● **TASK TO COMPLETE**
Each record should appear again in the response exactly as it does in the original.

● **THE DATA**
▬▬▬▬▬▬▬▬▬▬
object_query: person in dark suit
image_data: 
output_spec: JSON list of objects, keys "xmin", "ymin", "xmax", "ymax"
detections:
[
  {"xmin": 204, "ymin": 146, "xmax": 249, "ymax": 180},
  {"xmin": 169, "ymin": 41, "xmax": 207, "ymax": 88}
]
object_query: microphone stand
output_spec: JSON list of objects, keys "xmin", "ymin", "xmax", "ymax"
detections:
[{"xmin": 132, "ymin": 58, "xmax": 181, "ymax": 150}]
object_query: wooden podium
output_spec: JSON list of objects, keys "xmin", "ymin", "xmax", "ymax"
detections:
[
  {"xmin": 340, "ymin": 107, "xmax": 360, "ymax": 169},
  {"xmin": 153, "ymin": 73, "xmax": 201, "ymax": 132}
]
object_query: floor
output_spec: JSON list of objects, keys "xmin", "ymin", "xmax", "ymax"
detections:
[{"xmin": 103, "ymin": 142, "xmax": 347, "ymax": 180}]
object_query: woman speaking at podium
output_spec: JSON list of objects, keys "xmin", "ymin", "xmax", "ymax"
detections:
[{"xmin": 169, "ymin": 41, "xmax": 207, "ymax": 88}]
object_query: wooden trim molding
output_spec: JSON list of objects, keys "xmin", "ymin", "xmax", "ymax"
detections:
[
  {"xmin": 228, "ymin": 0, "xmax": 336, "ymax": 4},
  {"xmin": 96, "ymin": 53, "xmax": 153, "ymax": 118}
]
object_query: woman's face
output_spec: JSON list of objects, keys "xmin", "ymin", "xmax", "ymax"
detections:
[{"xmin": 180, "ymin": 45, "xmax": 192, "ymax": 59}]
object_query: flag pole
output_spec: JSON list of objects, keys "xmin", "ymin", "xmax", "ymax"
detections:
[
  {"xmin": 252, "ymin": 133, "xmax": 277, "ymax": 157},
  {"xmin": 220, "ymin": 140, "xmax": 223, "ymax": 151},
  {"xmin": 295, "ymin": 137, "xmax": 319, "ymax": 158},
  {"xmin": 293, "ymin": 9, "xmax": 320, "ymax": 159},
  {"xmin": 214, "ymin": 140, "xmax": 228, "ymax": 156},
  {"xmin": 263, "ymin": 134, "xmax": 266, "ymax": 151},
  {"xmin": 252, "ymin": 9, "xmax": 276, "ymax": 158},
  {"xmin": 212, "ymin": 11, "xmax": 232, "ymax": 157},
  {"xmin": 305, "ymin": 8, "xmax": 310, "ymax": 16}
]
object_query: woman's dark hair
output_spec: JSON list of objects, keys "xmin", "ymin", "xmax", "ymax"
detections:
▬▬▬▬▬▬▬▬▬▬
● **OUTPUT OF THE TASK**
object_query: person in dark suit
image_data: 
output_spec: JSON list of objects, keys "xmin", "ymin", "xmax", "ymax"
detections:
[
  {"xmin": 204, "ymin": 146, "xmax": 249, "ymax": 180},
  {"xmin": 169, "ymin": 41, "xmax": 207, "ymax": 88}
]
object_query: microphone stand
output_spec: JSON list of objects, keys "xmin", "ymin", "xmax", "ymax"
detections:
[{"xmin": 132, "ymin": 58, "xmax": 181, "ymax": 150}]
object_query: wooden podium
output_spec: JSON list of objects, keys "xmin", "ymin", "xmax", "ymax"
detections:
[
  {"xmin": 340, "ymin": 107, "xmax": 360, "ymax": 169},
  {"xmin": 153, "ymin": 73, "xmax": 201, "ymax": 132}
]
object_query: floor
output_spec: JSON list of objects, keys "xmin", "ymin", "xmax", "ymax"
detections:
[{"xmin": 103, "ymin": 142, "xmax": 347, "ymax": 180}]
object_query: woman speaking at podium
output_spec: JSON list of objects, keys "xmin", "ymin", "xmax", "ymax"
detections:
[{"xmin": 169, "ymin": 41, "xmax": 207, "ymax": 88}]
object_query: wooden trim molding
output_spec: JSON list of objects, keys "xmin", "ymin", "xmax", "ymax"
detections:
[
  {"xmin": 228, "ymin": 0, "xmax": 336, "ymax": 4},
  {"xmin": 96, "ymin": 53, "xmax": 153, "ymax": 118}
]
object_query: woman's face
output_spec: JSON list of objects, keys "xmin", "ymin", "xmax", "ymax"
detections:
[{"xmin": 180, "ymin": 45, "xmax": 192, "ymax": 59}]
object_query: flag pole
output_spec: JSON list of objects, keys "xmin", "ymin", "xmax", "ymax"
detections:
[
  {"xmin": 252, "ymin": 133, "xmax": 277, "ymax": 157},
  {"xmin": 220, "ymin": 140, "xmax": 223, "ymax": 151},
  {"xmin": 295, "ymin": 137, "xmax": 319, "ymax": 158},
  {"xmin": 293, "ymin": 9, "xmax": 320, "ymax": 159},
  {"xmin": 214, "ymin": 140, "xmax": 228, "ymax": 156},
  {"xmin": 263, "ymin": 134, "xmax": 266, "ymax": 151},
  {"xmin": 252, "ymin": 9, "xmax": 276, "ymax": 158},
  {"xmin": 212, "ymin": 11, "xmax": 232, "ymax": 157},
  {"xmin": 305, "ymin": 8, "xmax": 310, "ymax": 16}
]
object_query: woman's dark hair
output_spec: JSON list of objects, keys "xmin", "ymin", "xmax", "ymax"
detections:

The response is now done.